/---

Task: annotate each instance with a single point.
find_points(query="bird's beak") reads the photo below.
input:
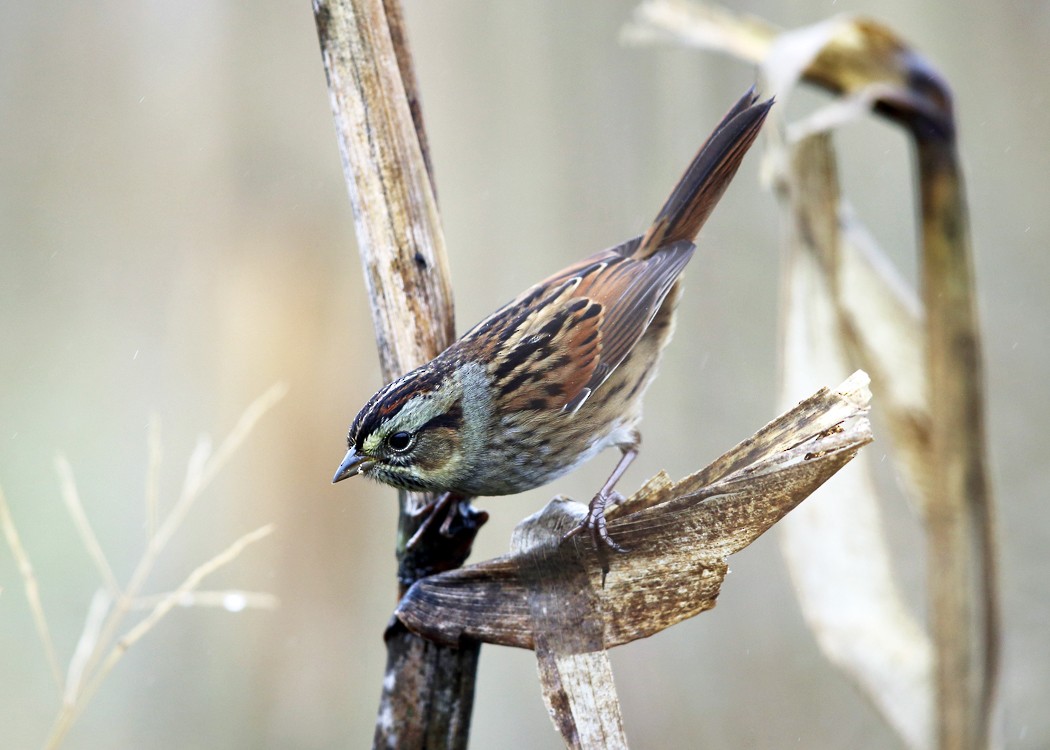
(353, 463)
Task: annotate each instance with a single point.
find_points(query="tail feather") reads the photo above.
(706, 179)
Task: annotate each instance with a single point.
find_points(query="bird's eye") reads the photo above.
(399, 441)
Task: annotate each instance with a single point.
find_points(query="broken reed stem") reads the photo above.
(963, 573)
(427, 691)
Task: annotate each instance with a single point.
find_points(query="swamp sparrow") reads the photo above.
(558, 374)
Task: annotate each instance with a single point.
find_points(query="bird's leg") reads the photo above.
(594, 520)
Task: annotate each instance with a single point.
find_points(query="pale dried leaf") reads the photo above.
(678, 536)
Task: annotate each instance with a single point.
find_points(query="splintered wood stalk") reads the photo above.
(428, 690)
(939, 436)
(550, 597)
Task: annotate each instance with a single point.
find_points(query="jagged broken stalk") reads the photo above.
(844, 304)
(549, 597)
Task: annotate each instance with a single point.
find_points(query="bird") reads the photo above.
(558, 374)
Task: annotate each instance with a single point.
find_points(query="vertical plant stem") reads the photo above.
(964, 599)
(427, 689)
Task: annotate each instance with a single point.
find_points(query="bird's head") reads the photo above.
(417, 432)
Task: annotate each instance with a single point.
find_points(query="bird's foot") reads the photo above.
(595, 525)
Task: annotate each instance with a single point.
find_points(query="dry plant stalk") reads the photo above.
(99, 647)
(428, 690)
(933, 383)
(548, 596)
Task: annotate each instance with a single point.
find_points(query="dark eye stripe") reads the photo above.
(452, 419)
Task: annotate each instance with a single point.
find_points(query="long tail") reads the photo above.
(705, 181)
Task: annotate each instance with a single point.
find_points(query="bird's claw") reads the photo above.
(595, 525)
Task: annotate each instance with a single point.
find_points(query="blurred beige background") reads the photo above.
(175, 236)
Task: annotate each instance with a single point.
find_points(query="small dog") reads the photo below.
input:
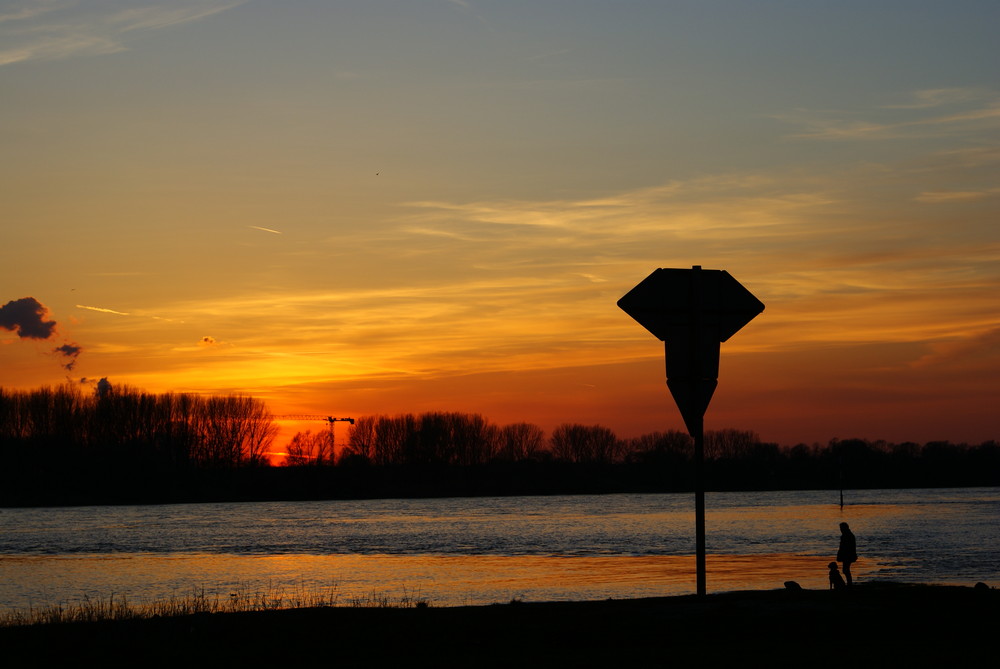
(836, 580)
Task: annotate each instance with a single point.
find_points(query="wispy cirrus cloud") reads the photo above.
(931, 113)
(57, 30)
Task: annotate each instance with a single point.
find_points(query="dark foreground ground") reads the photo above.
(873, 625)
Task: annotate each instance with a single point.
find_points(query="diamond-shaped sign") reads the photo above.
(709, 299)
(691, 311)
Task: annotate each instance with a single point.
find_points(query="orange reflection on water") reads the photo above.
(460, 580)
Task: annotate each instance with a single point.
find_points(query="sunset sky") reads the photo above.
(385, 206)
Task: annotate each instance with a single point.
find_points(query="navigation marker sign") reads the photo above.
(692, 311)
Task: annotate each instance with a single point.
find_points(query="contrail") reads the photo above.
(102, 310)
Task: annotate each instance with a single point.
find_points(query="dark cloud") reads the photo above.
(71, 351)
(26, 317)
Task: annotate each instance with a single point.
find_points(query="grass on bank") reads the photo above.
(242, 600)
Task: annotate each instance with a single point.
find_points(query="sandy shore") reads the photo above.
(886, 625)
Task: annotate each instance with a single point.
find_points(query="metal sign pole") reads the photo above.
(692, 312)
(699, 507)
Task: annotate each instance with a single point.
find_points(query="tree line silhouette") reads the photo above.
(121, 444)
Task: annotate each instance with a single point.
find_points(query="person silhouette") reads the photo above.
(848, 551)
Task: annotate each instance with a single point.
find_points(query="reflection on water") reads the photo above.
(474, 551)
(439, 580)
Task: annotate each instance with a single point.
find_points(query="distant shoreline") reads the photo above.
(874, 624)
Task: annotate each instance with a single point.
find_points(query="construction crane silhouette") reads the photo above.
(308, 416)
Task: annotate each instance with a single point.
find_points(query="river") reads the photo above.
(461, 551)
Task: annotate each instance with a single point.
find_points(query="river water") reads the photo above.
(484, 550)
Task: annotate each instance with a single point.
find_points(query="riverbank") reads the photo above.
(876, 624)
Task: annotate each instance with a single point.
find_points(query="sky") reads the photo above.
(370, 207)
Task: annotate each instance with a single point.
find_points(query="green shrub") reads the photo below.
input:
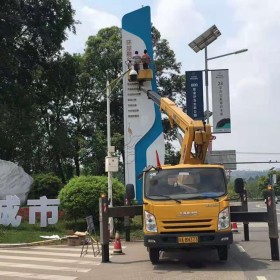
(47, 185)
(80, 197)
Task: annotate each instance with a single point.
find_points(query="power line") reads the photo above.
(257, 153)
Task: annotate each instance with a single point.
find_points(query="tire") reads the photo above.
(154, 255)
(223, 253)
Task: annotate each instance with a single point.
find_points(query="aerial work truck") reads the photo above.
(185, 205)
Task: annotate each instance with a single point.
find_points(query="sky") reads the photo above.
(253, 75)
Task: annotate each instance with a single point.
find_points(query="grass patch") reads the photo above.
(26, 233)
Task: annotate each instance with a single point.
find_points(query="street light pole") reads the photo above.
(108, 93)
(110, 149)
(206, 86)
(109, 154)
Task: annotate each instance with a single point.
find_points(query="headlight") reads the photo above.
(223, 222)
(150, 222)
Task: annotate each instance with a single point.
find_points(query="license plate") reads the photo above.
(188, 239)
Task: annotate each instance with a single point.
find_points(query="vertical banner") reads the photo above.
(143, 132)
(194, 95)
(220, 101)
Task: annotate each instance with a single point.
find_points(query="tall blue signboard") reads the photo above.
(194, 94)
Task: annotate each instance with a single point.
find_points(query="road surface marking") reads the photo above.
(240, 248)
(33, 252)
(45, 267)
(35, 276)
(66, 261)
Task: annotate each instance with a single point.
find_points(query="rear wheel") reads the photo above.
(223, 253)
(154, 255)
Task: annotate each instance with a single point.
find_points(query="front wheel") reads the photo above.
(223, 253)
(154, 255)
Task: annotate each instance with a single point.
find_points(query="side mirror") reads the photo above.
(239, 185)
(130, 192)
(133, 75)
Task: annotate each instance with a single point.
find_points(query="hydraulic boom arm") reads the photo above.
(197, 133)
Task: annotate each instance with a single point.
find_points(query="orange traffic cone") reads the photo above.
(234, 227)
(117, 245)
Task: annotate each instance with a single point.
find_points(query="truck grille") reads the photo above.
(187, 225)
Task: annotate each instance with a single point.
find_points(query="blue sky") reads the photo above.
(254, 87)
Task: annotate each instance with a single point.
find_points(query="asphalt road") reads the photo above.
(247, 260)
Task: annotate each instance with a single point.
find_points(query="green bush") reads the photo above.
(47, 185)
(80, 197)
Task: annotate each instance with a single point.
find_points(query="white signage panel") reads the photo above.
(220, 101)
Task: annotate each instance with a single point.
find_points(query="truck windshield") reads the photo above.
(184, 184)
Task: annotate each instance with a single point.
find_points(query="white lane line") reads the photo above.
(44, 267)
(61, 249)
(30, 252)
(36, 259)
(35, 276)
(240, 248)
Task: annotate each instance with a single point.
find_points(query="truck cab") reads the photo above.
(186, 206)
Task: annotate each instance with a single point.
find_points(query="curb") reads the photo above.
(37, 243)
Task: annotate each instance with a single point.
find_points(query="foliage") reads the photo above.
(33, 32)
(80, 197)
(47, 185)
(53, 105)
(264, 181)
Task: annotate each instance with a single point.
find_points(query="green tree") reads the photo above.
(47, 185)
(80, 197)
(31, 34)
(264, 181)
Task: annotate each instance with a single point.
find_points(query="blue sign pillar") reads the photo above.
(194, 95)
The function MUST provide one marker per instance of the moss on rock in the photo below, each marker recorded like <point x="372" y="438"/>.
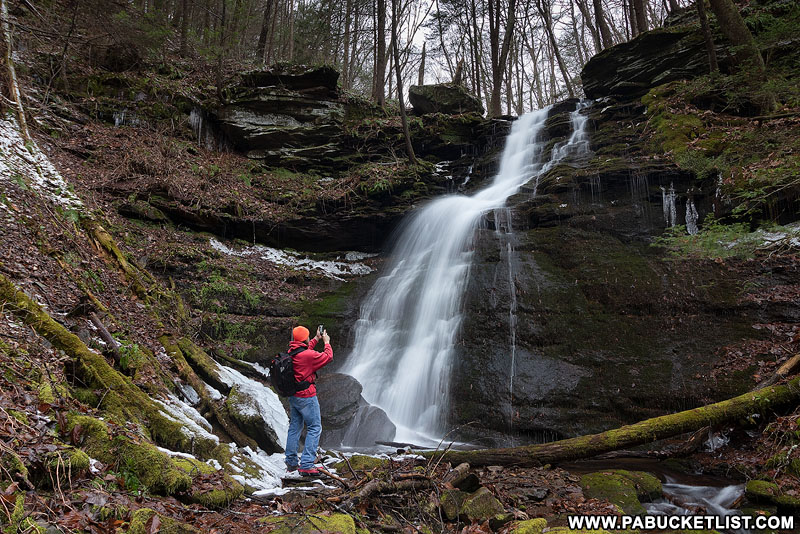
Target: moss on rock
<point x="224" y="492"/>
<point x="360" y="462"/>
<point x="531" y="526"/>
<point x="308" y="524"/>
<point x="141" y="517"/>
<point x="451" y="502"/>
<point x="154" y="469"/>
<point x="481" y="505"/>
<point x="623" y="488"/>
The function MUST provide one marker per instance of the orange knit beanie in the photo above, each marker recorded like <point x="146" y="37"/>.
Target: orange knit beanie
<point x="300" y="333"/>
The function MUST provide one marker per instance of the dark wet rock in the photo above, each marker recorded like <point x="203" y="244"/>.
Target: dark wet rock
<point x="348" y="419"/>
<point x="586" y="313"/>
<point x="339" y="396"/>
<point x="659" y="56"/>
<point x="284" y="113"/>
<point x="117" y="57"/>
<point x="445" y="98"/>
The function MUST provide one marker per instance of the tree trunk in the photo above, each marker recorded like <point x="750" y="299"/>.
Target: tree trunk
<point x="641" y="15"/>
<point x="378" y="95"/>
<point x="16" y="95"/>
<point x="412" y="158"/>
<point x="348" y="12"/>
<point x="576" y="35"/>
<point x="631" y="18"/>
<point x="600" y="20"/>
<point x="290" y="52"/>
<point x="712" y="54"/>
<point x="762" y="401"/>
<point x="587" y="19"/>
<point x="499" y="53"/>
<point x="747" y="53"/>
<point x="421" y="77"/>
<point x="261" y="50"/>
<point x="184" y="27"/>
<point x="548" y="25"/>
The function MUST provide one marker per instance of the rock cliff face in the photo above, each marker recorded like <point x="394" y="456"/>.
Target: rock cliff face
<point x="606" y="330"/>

\---

• _EXERCISE_
Return, word for word, each line from the one that contains "Target: tree trunk" through the end of the listing above.

• _ANSWER BELOW_
Target: tree trunk
<point x="641" y="15"/>
<point x="378" y="95"/>
<point x="16" y="95"/>
<point x="412" y="158"/>
<point x="348" y="12"/>
<point x="576" y="35"/>
<point x="631" y="18"/>
<point x="600" y="20"/>
<point x="290" y="52"/>
<point x="712" y="54"/>
<point x="762" y="401"/>
<point x="587" y="19"/>
<point x="499" y="53"/>
<point x="747" y="53"/>
<point x="421" y="77"/>
<point x="261" y="50"/>
<point x="184" y="27"/>
<point x="548" y="25"/>
The function MUST provide one marker per instance of the rock cliff face in the photo above, each marker recorded like <point x="394" y="456"/>.
Target: rock cliff face
<point x="606" y="330"/>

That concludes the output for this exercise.